• EXERCISE DIRECTIONS
Which lines in the records below contain the word "negative", matching case? Collect every such line and copy each one in full.

• PROVIDED ENTRIES

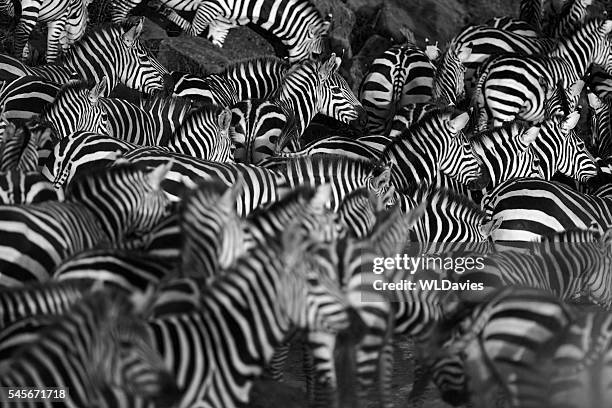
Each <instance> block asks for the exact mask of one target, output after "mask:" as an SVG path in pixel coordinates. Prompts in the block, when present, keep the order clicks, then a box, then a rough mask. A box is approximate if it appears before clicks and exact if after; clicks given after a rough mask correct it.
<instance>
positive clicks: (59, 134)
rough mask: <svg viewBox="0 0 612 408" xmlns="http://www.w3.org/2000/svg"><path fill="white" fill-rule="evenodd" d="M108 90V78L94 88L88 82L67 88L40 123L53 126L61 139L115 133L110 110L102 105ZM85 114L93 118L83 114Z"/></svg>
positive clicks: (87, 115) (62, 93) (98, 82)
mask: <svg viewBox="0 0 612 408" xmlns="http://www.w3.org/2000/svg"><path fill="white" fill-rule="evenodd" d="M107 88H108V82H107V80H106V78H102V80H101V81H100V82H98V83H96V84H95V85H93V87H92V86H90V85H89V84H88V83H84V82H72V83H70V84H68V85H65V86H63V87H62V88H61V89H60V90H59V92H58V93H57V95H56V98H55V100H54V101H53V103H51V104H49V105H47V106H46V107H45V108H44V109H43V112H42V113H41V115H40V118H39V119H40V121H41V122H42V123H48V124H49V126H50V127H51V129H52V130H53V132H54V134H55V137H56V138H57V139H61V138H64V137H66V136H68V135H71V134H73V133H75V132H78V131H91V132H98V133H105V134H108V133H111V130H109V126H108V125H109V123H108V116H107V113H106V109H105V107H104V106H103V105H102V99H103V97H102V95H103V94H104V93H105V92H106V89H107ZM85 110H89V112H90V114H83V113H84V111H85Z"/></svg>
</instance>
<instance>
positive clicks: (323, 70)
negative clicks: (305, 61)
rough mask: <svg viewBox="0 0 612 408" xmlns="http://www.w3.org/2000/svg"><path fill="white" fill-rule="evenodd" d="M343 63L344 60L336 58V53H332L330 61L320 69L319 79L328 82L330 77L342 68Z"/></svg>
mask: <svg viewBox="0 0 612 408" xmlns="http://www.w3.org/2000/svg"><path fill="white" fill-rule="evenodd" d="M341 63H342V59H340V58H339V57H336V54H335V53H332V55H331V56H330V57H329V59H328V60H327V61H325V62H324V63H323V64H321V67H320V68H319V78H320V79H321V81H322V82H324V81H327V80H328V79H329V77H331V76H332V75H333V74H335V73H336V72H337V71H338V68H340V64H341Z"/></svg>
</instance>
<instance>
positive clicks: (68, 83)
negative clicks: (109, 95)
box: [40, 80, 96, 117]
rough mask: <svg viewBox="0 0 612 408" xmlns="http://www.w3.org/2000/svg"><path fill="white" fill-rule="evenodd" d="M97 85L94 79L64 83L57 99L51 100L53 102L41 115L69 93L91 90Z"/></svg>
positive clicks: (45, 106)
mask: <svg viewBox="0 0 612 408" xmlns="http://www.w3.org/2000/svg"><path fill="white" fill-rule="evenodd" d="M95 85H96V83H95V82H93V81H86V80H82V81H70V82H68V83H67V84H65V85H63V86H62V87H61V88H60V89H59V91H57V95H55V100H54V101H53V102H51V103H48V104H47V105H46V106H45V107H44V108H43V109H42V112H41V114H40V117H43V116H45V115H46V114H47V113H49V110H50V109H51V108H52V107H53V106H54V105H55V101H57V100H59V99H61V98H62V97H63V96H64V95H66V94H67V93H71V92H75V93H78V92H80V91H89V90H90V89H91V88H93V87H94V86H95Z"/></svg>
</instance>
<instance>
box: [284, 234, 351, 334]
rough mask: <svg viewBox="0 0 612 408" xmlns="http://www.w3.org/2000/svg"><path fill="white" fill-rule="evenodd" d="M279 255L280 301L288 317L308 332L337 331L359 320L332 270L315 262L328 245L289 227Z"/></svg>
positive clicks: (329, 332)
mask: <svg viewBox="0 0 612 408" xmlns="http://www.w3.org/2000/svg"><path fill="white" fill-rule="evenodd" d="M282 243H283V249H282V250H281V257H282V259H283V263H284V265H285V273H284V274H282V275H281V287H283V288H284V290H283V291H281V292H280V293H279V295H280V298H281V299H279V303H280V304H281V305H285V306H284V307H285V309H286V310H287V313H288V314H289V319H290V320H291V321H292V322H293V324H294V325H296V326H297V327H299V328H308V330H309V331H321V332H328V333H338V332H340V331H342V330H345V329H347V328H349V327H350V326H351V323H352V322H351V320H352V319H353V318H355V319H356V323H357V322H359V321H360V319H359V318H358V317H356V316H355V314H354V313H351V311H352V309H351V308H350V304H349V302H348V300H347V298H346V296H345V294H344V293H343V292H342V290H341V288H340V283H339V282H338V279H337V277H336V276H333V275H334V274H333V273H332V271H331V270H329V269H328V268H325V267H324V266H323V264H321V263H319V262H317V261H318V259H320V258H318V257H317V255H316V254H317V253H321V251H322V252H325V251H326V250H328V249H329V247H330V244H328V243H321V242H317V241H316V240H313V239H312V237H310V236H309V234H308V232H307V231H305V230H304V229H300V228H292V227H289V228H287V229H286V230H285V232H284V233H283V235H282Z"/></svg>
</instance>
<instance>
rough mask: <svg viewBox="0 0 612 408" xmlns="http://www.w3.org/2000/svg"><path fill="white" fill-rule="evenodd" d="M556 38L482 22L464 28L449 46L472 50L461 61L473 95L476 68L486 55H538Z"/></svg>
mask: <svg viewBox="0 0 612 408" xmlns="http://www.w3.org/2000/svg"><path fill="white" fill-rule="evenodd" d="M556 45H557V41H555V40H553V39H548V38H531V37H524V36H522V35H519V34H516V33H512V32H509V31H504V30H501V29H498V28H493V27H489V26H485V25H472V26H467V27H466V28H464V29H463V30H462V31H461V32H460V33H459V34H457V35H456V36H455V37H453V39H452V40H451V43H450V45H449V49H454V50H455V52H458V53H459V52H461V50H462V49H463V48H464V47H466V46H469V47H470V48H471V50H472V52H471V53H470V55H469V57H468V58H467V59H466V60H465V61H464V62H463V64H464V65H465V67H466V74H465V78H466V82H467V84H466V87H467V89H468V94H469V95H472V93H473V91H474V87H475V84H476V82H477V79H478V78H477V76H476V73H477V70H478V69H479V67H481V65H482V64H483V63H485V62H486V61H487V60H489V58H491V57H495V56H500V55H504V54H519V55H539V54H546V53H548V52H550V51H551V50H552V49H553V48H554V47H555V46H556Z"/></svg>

* * *

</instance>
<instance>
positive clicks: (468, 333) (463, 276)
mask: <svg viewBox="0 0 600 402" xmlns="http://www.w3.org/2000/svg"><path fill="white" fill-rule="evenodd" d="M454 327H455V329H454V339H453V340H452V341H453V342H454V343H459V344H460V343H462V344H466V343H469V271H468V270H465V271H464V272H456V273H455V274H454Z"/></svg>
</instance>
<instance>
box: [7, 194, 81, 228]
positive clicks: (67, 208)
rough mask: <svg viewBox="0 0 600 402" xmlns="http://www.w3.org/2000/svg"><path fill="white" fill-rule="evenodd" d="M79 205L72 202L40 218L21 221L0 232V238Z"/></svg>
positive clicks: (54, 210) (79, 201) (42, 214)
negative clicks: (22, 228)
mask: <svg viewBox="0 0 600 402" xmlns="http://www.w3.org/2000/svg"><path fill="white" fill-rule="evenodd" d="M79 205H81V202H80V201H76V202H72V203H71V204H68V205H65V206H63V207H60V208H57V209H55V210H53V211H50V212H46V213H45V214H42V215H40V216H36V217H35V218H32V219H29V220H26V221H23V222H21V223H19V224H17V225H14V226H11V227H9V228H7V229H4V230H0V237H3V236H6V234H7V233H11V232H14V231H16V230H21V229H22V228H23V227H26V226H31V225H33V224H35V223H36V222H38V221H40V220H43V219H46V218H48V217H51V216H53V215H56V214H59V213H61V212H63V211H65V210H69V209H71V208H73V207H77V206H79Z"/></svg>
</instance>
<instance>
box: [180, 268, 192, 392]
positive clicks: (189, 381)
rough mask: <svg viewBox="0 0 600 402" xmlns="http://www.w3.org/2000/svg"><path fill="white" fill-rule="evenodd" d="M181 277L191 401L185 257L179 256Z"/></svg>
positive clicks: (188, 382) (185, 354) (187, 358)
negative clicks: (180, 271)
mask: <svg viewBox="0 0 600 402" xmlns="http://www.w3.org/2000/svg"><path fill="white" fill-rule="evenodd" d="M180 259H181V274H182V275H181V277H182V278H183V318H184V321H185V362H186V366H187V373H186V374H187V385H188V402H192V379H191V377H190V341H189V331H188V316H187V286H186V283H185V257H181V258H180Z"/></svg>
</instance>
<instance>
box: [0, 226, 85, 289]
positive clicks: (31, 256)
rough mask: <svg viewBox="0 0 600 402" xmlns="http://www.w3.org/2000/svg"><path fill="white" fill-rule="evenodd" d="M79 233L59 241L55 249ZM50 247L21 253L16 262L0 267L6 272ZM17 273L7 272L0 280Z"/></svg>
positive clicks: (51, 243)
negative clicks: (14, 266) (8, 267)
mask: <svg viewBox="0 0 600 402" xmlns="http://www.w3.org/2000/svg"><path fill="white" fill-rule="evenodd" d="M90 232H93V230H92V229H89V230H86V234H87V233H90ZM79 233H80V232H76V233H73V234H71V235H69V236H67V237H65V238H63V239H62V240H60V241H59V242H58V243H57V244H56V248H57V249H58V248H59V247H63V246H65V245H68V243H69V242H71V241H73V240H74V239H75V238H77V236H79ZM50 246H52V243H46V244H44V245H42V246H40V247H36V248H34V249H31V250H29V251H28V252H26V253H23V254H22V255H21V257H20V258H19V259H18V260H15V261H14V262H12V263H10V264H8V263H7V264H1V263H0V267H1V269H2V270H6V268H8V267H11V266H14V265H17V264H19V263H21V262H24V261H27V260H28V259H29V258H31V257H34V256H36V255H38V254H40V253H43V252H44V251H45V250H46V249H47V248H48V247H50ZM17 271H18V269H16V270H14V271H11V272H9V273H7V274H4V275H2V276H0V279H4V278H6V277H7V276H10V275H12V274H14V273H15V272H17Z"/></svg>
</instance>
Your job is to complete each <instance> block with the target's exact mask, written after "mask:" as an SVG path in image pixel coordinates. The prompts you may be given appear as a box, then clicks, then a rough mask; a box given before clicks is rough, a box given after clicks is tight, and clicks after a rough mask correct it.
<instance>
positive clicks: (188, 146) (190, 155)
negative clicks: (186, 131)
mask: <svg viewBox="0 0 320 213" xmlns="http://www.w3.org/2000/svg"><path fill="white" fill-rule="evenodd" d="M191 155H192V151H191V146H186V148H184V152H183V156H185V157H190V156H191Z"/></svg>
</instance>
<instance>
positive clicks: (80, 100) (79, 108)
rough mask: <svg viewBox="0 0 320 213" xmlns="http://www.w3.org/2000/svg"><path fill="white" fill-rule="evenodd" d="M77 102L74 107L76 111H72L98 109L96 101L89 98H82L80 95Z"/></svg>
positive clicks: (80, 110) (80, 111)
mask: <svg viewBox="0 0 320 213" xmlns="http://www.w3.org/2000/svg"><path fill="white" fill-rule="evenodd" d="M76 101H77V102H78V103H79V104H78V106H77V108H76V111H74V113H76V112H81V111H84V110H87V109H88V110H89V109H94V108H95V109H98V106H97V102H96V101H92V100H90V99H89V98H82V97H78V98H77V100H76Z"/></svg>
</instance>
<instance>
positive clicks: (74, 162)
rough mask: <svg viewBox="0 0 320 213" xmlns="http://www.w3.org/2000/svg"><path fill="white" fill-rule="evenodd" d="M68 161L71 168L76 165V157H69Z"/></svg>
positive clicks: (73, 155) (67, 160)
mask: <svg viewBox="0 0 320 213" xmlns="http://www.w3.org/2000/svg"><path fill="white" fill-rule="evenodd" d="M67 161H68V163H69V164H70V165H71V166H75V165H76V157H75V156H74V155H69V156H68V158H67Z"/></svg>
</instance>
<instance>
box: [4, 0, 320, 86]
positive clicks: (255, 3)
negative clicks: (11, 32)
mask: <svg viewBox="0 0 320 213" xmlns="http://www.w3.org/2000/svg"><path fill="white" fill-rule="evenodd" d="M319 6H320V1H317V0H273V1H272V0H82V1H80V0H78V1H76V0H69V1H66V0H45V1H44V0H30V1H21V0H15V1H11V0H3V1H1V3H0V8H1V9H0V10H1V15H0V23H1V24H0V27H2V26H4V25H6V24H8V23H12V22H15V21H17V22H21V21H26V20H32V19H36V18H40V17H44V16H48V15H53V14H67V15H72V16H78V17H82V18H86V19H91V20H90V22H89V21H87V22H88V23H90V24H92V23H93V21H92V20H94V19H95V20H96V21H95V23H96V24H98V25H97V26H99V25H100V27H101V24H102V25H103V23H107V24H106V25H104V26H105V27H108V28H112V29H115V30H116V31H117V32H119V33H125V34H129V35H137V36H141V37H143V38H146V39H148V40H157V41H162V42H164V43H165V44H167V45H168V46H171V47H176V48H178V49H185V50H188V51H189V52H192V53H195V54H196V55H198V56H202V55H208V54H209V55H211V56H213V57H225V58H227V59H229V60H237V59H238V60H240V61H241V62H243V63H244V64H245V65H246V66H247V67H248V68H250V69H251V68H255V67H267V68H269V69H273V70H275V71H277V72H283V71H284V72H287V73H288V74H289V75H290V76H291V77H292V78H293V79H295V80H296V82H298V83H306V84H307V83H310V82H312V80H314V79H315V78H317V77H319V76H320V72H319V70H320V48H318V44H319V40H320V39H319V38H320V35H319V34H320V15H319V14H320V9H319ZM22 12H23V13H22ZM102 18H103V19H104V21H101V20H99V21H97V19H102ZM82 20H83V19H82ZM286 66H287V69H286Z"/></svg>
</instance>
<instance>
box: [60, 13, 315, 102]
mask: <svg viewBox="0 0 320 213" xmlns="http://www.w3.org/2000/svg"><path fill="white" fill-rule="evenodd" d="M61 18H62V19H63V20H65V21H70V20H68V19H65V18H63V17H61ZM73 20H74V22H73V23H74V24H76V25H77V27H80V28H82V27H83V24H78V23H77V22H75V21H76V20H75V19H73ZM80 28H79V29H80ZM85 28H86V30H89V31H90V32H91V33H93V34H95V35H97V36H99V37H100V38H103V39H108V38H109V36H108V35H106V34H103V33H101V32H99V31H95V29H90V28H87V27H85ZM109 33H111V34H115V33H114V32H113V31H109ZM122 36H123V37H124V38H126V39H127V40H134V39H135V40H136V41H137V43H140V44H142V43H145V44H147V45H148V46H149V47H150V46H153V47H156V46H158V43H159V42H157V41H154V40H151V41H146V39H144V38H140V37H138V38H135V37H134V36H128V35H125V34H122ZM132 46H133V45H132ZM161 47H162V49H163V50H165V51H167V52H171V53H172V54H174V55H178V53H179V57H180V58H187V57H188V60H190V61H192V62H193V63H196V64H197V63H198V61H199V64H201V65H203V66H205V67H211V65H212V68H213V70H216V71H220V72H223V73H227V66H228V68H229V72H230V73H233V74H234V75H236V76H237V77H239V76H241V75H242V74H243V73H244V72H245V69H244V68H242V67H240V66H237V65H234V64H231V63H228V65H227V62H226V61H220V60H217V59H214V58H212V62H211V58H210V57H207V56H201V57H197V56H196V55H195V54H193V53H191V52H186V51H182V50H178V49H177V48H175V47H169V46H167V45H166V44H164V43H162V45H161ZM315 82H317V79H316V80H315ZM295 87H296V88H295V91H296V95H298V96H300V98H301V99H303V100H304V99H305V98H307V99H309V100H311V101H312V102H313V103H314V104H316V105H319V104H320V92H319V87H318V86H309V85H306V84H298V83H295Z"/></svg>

• WRITTEN REPLY
negative clicks: (305, 61)
negative clicks: (109, 95)
negative clicks: (22, 228)
negative clicks: (180, 271)
negative clicks: (14, 266) (8, 267)
negative clicks: (186, 131)
negative clicks: (11, 32)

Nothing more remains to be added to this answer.